*** Begin section ***

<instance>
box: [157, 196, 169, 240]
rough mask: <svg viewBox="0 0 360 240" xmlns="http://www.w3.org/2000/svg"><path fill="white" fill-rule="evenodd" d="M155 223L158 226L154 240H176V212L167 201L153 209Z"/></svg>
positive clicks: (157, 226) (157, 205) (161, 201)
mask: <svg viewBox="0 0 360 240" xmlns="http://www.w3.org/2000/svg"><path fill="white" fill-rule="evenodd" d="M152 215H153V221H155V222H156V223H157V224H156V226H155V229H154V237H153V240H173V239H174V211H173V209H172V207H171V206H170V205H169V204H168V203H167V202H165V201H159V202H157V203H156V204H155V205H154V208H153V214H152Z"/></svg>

*** End section ***
*** Begin section ***

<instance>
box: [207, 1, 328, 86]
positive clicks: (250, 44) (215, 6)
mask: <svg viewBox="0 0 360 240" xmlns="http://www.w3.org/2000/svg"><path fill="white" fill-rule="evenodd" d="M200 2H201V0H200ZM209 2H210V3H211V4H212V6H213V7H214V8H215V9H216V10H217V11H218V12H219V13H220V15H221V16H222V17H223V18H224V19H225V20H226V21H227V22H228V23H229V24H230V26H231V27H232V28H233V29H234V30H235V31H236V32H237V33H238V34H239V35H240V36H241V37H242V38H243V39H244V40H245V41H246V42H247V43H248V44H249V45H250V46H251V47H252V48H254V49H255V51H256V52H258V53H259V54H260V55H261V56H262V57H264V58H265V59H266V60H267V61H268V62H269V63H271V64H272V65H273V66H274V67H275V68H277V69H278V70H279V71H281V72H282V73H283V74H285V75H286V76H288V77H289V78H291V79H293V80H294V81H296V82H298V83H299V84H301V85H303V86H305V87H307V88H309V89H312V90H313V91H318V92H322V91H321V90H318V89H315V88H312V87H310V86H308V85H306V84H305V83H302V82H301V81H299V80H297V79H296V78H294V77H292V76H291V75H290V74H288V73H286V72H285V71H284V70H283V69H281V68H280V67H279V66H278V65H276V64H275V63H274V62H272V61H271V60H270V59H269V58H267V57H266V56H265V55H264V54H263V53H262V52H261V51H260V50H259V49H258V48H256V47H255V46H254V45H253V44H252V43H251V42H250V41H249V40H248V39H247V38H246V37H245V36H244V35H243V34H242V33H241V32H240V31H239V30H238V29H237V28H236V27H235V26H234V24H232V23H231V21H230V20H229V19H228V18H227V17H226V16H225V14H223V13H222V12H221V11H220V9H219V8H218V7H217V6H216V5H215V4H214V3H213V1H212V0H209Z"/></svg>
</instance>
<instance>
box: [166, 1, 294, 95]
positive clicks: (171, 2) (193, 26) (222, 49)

*** End section ***

What this task involves –
Retype the listing from the line with "</instance>" to the line with "positive clicks: (171, 2) (193, 26) (222, 49)", keeping both of those lines.

Output for this exercise –
</instance>
<instance>
box: [166, 1, 294, 95]
positive clicks: (171, 2) (193, 26) (222, 49)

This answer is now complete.